Top of Provided entries

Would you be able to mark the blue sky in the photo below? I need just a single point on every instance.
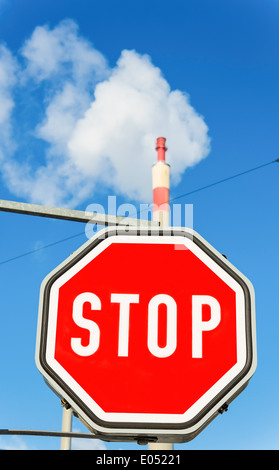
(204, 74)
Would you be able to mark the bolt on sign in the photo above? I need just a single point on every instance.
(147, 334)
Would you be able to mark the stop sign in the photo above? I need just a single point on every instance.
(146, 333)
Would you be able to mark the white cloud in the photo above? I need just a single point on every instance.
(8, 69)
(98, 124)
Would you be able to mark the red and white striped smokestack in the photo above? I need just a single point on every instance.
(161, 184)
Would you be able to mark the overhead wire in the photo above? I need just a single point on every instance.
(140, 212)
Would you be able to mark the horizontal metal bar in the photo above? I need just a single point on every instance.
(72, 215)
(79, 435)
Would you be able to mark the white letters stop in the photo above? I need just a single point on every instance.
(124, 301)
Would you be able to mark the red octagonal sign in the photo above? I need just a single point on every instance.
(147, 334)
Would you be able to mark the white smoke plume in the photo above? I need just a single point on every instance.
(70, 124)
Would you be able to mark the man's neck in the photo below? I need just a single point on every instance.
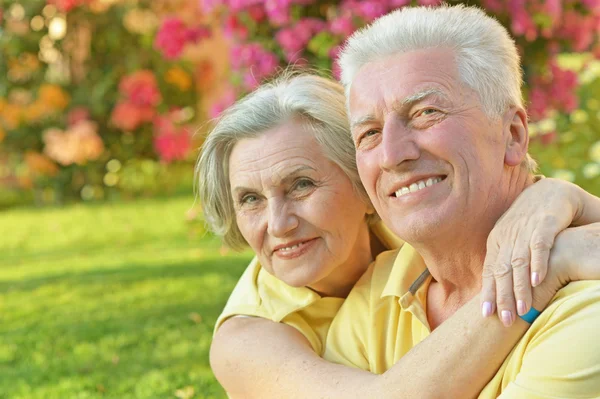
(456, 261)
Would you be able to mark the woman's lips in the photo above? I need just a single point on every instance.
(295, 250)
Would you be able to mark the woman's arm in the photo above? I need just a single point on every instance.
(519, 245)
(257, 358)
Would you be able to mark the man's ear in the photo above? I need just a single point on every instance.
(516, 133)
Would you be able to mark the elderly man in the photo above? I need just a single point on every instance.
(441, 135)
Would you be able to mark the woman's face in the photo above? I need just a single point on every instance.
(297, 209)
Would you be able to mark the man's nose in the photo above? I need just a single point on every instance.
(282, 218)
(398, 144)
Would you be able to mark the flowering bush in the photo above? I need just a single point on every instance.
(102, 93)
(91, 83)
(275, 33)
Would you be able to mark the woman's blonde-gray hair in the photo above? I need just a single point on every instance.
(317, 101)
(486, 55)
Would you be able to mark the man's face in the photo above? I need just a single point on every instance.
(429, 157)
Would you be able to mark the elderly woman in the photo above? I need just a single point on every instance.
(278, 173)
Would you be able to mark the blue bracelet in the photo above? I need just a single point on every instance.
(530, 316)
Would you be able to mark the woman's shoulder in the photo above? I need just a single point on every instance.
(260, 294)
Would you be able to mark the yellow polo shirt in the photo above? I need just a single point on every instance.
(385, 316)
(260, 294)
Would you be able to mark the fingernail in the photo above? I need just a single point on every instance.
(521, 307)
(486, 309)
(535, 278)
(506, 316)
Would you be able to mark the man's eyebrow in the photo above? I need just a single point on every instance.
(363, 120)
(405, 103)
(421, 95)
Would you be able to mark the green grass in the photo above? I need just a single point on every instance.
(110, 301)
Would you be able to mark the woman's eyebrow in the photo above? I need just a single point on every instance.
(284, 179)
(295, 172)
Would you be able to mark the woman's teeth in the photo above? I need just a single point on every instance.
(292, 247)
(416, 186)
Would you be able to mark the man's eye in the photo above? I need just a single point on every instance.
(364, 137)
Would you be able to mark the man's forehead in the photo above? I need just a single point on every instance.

Bottom of Provided entries
Top of Provided entries

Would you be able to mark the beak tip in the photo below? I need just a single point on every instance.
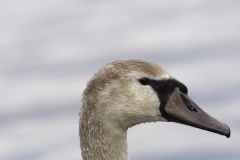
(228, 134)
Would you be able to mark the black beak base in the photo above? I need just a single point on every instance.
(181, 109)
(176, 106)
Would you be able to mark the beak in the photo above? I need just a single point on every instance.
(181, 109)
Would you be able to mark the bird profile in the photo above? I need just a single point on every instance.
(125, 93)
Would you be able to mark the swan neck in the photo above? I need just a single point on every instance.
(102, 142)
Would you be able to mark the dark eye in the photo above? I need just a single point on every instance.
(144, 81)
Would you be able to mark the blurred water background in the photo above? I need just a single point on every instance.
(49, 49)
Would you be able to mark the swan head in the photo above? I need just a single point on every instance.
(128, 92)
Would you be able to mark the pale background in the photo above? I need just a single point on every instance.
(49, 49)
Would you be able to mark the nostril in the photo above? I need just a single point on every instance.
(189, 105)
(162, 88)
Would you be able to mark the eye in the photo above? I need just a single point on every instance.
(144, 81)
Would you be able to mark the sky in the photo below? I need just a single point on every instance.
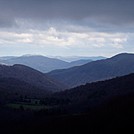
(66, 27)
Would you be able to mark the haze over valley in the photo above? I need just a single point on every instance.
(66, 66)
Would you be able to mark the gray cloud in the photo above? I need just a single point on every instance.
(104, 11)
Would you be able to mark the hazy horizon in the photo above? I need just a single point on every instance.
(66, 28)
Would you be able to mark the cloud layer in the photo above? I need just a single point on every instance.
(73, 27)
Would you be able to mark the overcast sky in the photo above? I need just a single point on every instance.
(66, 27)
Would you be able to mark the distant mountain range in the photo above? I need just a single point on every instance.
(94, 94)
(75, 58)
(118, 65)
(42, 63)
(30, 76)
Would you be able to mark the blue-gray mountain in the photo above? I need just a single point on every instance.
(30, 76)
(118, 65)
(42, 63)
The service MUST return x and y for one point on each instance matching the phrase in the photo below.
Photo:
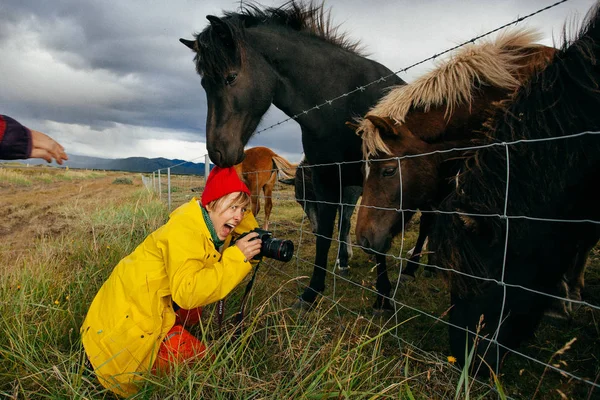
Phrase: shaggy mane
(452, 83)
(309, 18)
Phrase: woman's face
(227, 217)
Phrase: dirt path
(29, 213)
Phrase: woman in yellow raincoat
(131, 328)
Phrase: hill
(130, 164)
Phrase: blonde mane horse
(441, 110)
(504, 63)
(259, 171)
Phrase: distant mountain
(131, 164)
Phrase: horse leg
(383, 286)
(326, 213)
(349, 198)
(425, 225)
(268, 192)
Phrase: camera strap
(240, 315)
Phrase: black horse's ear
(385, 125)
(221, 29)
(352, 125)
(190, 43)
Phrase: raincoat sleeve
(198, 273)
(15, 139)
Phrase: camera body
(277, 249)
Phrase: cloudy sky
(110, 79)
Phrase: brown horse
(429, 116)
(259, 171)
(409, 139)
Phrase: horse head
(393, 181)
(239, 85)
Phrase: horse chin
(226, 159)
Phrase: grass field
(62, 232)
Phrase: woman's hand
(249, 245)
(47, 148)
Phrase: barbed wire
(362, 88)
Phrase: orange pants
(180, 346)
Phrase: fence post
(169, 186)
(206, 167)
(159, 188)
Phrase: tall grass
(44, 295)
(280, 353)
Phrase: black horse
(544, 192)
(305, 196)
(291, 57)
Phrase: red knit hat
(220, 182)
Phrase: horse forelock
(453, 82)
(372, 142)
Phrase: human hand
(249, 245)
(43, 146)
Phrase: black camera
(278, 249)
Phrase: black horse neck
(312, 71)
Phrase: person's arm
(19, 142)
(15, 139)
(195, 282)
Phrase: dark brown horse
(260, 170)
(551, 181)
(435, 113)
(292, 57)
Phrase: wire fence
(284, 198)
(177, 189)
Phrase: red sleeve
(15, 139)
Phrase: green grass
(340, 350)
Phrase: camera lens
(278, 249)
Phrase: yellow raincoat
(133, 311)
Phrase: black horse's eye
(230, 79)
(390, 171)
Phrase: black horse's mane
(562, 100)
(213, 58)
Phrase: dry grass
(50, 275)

Bottom of Provided entries
Top of Provided entries

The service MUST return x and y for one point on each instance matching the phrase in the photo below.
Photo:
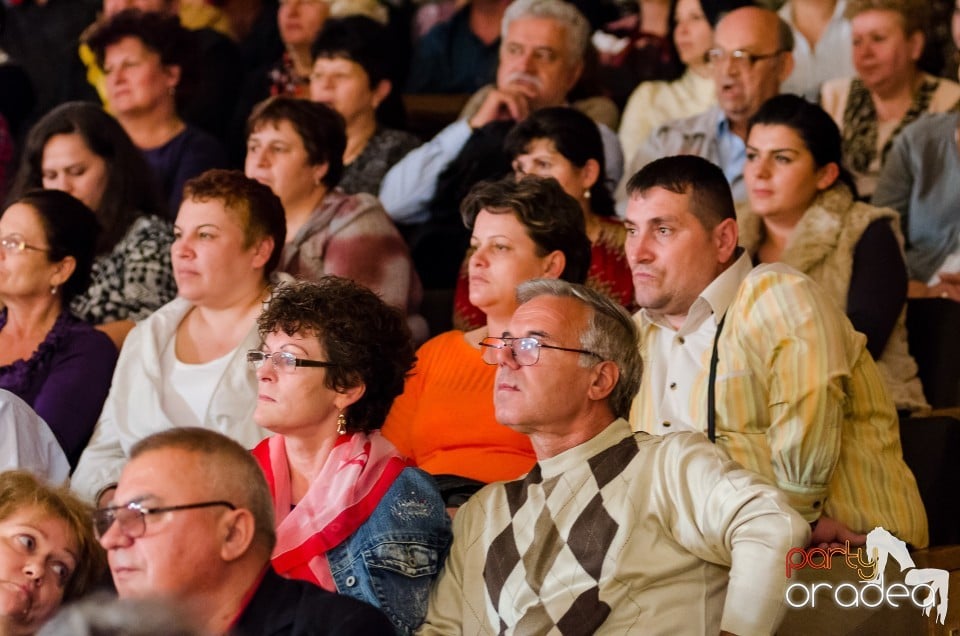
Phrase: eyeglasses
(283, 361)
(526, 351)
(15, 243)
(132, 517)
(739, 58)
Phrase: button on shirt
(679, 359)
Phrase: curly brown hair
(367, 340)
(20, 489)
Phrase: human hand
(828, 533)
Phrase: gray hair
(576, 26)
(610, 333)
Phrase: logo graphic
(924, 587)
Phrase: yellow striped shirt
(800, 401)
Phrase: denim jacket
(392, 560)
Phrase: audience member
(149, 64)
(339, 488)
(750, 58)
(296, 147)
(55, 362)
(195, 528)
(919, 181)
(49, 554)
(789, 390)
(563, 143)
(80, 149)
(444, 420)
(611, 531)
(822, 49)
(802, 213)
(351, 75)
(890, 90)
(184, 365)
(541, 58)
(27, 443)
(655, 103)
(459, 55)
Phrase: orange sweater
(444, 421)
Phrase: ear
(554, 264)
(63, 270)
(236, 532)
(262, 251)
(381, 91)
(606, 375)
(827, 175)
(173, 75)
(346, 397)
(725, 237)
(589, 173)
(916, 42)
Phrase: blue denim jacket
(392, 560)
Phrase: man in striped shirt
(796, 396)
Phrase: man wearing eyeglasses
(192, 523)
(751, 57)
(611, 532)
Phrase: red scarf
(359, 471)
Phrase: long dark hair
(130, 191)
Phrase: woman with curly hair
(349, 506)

Bottom of Provided entries

== Goal of the exercise ==
Return a word-for-word copy of the lines above from the one holding "Would you be able to mark the yellow" through the one holding "Would you be able to mark the man's forehead", with both of them included and nothing besides.

== Result of this task ==
Would you be able to mark the yellow polo shirt in the photo above? I need just a single point on every instance.
(385, 316)
(260, 294)
Would you be able to mark the fingernail in the photo above? I need just a single point on every instance.
(521, 307)
(486, 309)
(535, 278)
(506, 316)
Would you be able to mark the man's eyebrow in the photo above? I need just a single point on every instance.
(363, 120)
(405, 103)
(421, 95)
Would you be able to mark the green grass in the photo above? I need just a single point on every instance.
(110, 301)
Would you be able to mark the woman's eyebrow in the photo above? I need just a single point on every instance.
(284, 179)
(295, 172)
Would you be able to mark the woman's teeth in the photo above? I need just a single point on every instance.
(292, 247)
(416, 186)
Would you be able to mark the man's eye in the photo above? I need just a single point on every instance.
(364, 137)
Would you be able to mark the man's forehead in the photo above? I need just a single point on every instance.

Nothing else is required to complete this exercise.